_PAGE TEXT_
────────
On May 25, 2021, the Circuit Court dismissed plaintiff's claims as moot because the plaintiff has no right under Michigan law for proposed damages in the matter. Higher courts, including the Michigan Supreme Court, have affirmed the Circuit Court's decision to dismiss. Antrim County also performed a hand recount of every single ballot to verify the county's certified election results.

== Bally v. Whitmer ==
On November 11, 2020, registered voters in Michigan sued state officials, including Governor Gretchen Whitmer, in federal district court. The voters alleged a variety of irregularities, including the exclusion of poll watchers from the canvassing process, and asked that votes from Wayne, Ingham, and Washtenaw Counties not be counted. The complaint cited similar cases Costantino v. Benson and Trump v. Benson. On November 16, the plaintiffs voluntarily dismissed the suit.

== Costantino v. Detroit ==
On November 9, Republican poll challengers filed a lawsuit in Wayne County Circuit Court against Detroit election officials, alleging fraud and misconduct during the vote count at TCF Center and asking for the court to stop the certification of Wayne County results. Chief Judge Timothy M. Kenny denied the petition, finding the "[p]laintiffs’ interpretation of events is incorrect and not credible." The judge stated that the plaintiffs did not fully comprehend the "TCF absent ballot tabulation process" because they failed to attend a familiarization session on October 29. The plaintiffs appealed to the state's court of appeals, which declined to hear the case; on November 23, the Michigan Supreme Court also declined to hear the case.
────────
_INSTRUCTIONS_
A – Reproduce the part of the Michigan lawsuit text between "On May 25, 2021, the" and "certified election results.", inclusive.
B – Name every Michigan county mentioned in the Michigan lawsuit text.
C – Render this sentence from the Michigan lawsuit text in Spanish: "On November 16, the plaintiffs voluntarily dismissed the suit."
The data after this point comes from a separate source.

_PROVIDED MATERIAL_
────────
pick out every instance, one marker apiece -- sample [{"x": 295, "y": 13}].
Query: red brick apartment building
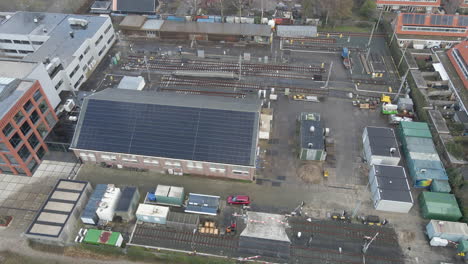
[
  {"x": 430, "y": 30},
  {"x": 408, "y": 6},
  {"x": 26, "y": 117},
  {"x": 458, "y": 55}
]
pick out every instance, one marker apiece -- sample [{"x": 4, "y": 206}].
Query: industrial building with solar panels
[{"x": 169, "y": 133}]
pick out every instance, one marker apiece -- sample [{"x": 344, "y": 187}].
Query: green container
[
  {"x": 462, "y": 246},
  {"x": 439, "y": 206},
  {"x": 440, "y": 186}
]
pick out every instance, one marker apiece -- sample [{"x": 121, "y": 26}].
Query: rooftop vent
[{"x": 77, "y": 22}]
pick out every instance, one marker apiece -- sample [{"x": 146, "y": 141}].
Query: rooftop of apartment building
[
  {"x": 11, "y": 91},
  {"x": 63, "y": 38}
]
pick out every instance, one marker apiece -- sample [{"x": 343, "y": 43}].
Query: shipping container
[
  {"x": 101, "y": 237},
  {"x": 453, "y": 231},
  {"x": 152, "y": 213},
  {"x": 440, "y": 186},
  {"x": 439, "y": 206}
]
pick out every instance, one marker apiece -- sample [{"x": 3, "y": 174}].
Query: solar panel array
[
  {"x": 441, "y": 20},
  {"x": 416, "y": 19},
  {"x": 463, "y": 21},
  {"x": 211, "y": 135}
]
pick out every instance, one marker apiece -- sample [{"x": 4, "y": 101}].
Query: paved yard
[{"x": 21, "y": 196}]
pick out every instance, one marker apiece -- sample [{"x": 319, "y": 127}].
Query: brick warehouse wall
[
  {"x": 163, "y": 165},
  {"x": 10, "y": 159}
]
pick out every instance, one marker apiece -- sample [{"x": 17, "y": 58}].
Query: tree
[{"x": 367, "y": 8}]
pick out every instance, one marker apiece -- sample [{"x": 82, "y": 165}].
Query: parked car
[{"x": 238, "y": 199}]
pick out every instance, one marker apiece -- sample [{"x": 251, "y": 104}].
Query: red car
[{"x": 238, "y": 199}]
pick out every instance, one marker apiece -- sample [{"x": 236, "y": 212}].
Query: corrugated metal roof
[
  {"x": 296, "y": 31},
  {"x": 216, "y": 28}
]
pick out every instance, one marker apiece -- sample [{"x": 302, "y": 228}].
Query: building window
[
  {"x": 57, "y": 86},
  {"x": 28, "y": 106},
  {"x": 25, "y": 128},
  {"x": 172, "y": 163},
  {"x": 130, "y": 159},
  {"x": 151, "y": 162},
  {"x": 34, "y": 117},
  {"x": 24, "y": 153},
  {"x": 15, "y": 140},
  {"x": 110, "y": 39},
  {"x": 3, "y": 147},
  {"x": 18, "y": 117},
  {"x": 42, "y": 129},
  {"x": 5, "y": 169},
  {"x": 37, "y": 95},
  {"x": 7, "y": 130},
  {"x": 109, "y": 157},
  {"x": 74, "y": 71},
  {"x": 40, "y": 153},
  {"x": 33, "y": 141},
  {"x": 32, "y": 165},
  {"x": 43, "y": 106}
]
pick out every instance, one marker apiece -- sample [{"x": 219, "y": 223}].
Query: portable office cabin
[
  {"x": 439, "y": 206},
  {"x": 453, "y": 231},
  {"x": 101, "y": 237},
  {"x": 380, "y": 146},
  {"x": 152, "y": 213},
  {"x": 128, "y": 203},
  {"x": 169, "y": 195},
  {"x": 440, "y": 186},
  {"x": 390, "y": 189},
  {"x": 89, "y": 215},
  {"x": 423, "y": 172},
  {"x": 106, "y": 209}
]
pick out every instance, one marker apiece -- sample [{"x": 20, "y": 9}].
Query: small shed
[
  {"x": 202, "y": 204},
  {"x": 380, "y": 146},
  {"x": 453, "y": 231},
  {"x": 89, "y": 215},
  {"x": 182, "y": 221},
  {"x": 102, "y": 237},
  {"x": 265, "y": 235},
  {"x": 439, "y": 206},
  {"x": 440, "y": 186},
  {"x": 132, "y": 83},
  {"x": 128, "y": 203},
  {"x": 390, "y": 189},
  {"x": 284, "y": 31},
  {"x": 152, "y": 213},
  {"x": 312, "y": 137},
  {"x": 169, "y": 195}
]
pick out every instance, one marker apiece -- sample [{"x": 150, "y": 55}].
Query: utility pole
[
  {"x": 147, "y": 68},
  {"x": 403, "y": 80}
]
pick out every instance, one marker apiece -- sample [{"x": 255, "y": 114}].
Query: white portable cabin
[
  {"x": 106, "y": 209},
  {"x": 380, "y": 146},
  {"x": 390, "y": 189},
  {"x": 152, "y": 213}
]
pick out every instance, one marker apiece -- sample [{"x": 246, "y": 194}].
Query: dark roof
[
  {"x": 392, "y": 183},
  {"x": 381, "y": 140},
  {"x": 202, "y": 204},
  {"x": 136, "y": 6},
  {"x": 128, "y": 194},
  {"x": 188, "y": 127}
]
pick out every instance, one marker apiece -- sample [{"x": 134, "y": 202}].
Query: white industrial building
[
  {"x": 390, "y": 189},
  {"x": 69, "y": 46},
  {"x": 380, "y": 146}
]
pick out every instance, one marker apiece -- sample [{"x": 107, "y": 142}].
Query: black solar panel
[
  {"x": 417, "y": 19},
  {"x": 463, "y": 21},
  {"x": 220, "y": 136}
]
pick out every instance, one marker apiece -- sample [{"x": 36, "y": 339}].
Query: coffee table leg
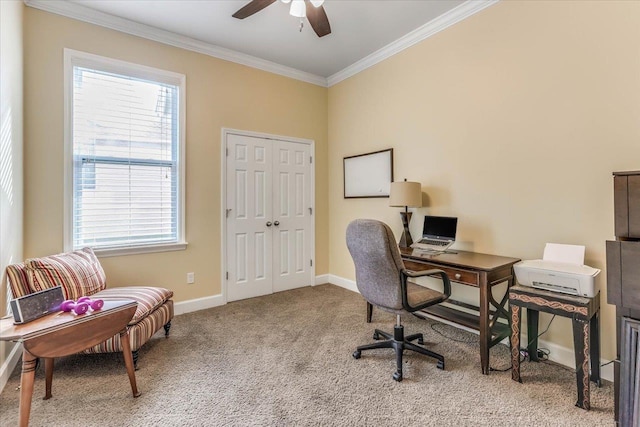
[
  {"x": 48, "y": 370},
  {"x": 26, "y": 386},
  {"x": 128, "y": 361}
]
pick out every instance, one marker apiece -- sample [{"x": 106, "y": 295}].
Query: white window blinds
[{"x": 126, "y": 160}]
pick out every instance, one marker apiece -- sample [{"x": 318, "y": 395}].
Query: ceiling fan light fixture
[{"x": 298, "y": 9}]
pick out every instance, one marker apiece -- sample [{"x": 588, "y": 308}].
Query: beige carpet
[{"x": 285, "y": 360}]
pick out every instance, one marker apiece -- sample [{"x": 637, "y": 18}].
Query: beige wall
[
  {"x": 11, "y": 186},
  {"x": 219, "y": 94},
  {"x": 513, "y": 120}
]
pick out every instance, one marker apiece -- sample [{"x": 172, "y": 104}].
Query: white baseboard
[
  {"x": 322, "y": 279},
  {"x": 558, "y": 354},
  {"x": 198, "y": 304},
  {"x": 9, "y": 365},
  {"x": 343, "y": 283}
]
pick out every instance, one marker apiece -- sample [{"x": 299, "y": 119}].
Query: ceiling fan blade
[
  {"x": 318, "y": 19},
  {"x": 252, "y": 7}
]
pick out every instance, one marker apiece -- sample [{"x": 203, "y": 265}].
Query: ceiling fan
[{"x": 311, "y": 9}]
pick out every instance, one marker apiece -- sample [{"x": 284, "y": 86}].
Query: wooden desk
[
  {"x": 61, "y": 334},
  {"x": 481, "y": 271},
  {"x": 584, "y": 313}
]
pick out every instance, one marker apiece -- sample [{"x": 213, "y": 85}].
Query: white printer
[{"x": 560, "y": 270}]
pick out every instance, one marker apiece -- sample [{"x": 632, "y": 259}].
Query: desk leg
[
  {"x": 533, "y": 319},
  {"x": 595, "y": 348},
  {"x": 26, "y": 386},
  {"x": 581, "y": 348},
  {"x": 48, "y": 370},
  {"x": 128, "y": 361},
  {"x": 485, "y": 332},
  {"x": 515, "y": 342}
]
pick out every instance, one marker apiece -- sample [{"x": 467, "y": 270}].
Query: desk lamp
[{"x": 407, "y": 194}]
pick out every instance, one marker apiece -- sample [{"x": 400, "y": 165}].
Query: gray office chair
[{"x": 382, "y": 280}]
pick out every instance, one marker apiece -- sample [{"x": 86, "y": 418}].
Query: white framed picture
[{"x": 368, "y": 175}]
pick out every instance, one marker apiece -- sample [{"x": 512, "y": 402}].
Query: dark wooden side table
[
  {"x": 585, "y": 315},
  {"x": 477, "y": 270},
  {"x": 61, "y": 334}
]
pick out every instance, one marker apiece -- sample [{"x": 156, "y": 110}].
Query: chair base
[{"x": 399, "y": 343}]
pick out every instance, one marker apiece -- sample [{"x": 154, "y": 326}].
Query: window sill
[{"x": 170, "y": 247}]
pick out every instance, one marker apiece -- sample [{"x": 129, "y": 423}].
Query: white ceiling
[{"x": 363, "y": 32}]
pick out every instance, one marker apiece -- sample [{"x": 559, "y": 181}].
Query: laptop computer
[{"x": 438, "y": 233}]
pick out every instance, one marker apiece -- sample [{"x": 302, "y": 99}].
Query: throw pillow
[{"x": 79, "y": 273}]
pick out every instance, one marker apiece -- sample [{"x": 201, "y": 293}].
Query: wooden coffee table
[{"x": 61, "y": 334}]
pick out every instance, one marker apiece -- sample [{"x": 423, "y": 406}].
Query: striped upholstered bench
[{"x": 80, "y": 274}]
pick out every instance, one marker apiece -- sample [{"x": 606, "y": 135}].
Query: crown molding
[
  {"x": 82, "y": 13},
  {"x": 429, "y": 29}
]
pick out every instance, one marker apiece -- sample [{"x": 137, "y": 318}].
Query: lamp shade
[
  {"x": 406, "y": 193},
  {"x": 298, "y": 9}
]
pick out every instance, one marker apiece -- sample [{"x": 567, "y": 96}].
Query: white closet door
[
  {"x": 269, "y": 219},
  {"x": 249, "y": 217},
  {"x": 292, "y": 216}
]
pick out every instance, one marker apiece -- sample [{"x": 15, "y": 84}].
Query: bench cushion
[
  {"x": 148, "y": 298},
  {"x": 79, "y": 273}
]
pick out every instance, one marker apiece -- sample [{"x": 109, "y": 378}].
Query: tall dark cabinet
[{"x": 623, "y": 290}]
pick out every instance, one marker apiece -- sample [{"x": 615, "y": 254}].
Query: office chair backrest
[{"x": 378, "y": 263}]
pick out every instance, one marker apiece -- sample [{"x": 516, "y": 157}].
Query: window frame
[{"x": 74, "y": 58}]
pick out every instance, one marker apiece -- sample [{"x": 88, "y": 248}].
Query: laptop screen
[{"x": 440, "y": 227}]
────────
_IN RESPONSE_
A –
On May 25, 2021, the Circuit Court dismissed plaintiff's claims as moot because the plaintiff has no right under Michigan law for proposed damages in the matter. Higher courts, including the Michigan Supreme Court, have affirmed the Circuit Court's decision to dismiss. Antrim County also performed a hand recount of every single ballot to verify the county's certified election results.

B – Antrim County, Wayne County, Ingham County, Washtenaw County

C – El 16 de noviembre, los demandantes desistieron voluntariamente de la demanda.